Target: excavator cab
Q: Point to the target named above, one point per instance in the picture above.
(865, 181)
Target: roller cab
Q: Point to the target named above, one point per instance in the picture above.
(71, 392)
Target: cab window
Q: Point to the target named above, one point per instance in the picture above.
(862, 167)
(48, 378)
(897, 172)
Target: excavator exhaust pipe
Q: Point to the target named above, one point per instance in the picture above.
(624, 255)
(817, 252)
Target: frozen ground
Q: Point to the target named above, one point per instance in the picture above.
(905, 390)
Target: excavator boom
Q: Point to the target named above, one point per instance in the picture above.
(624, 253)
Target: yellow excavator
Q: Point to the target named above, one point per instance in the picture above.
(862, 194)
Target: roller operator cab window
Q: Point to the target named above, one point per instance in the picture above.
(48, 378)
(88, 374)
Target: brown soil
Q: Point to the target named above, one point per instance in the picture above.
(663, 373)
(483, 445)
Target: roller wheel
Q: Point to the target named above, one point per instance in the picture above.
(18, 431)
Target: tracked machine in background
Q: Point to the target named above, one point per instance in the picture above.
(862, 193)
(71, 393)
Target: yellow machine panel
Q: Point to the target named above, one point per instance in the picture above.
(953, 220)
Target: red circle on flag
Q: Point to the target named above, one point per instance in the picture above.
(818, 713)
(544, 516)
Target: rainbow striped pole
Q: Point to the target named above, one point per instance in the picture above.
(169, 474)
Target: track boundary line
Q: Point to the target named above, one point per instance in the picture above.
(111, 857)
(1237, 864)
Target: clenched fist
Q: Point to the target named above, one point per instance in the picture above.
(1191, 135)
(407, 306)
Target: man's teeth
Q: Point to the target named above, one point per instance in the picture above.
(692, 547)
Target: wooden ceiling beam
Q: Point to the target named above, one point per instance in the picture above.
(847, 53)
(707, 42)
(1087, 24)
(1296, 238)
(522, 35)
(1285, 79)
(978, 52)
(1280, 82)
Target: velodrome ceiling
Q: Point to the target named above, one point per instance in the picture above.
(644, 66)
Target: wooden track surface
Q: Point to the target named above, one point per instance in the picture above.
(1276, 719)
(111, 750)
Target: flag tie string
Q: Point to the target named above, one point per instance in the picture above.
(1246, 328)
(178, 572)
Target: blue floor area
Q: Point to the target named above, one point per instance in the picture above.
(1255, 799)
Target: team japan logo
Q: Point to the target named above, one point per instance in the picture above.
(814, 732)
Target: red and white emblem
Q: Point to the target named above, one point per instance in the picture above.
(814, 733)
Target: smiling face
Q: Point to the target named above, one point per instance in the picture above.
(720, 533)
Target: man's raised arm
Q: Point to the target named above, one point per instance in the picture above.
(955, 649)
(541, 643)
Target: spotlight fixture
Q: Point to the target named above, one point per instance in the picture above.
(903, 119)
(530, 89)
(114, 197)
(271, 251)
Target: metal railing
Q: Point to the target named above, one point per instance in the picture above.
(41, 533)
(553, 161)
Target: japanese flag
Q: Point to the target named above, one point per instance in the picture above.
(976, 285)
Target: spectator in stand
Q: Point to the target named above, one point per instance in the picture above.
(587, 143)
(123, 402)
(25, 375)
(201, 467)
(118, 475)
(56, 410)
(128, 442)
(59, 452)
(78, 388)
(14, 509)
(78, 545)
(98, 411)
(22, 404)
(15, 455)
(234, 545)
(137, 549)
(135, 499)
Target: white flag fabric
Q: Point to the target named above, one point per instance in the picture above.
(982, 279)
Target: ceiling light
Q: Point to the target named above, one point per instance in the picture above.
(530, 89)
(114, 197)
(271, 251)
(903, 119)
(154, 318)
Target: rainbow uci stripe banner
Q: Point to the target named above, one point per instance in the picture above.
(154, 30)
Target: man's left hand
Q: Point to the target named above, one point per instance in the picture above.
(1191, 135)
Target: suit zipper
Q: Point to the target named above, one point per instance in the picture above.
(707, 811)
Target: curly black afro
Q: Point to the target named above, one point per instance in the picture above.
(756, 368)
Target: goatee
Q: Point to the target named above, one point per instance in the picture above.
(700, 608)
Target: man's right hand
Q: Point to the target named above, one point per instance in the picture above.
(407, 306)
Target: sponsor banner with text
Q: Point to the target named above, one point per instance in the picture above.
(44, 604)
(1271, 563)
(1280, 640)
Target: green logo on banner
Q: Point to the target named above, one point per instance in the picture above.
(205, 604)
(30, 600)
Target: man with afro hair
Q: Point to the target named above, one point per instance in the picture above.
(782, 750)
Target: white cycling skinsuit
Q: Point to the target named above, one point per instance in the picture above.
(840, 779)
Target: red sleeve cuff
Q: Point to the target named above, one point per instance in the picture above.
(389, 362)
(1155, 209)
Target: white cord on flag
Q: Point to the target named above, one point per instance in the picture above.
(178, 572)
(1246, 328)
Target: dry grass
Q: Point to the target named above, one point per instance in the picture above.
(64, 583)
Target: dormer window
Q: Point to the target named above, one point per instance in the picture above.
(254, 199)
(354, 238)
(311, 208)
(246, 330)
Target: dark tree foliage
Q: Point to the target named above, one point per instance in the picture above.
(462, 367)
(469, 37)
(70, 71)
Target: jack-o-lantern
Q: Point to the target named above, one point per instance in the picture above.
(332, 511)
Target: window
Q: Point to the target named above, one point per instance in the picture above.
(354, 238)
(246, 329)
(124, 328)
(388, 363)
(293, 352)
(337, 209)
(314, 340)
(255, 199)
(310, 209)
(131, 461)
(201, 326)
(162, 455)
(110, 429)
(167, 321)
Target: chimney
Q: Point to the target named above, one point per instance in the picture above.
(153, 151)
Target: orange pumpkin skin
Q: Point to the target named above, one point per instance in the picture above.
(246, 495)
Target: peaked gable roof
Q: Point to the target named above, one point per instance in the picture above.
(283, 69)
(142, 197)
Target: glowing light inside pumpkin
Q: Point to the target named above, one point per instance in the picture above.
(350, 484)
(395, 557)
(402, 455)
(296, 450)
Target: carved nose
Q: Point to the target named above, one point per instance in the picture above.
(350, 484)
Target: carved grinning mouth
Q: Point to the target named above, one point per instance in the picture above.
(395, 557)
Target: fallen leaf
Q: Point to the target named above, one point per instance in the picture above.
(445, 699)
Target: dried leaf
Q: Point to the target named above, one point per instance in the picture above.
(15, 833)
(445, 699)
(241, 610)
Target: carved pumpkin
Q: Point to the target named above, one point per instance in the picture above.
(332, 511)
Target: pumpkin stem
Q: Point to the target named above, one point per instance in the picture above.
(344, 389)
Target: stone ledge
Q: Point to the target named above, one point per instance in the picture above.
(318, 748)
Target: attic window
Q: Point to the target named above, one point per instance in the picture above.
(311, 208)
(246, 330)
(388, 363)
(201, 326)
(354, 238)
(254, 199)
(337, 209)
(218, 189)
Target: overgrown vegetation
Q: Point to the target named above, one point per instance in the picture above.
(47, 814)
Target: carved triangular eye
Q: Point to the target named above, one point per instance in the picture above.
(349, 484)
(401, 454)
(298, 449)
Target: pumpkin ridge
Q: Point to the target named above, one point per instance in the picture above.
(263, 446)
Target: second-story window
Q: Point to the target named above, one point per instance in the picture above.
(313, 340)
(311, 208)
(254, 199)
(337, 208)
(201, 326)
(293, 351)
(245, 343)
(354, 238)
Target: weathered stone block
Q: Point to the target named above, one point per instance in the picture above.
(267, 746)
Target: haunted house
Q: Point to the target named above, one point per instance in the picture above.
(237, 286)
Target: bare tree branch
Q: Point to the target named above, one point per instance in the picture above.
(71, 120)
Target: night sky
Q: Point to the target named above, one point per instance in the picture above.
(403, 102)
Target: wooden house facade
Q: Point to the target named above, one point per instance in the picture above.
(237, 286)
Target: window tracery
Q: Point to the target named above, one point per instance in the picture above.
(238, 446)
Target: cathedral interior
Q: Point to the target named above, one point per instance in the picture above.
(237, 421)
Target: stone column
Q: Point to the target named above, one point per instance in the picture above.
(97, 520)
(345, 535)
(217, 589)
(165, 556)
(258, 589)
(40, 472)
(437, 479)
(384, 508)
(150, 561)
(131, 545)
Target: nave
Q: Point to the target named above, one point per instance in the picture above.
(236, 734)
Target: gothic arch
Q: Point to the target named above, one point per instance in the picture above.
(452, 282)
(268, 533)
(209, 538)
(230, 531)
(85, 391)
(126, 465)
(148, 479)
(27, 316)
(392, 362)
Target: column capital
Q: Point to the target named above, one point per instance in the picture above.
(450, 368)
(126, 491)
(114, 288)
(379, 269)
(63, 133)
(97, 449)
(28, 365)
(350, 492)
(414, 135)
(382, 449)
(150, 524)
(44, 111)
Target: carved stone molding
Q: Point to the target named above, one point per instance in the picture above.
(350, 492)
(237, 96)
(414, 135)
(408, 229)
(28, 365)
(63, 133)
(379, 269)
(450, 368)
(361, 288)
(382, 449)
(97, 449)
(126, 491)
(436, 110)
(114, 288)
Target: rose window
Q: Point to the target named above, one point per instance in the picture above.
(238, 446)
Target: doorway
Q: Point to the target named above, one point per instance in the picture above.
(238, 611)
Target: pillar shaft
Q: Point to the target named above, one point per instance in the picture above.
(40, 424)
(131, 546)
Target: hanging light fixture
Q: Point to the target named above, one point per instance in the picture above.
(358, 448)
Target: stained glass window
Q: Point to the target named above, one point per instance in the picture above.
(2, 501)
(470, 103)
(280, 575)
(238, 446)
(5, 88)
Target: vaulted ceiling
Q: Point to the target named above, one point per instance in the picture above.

▶ PROBLEM TO WORK ON: For this listing, copy out every line that includes the word "machine".

▶ WRITTEN SOLUTION:
Target: tracked machine in background
Target: yellow machine panel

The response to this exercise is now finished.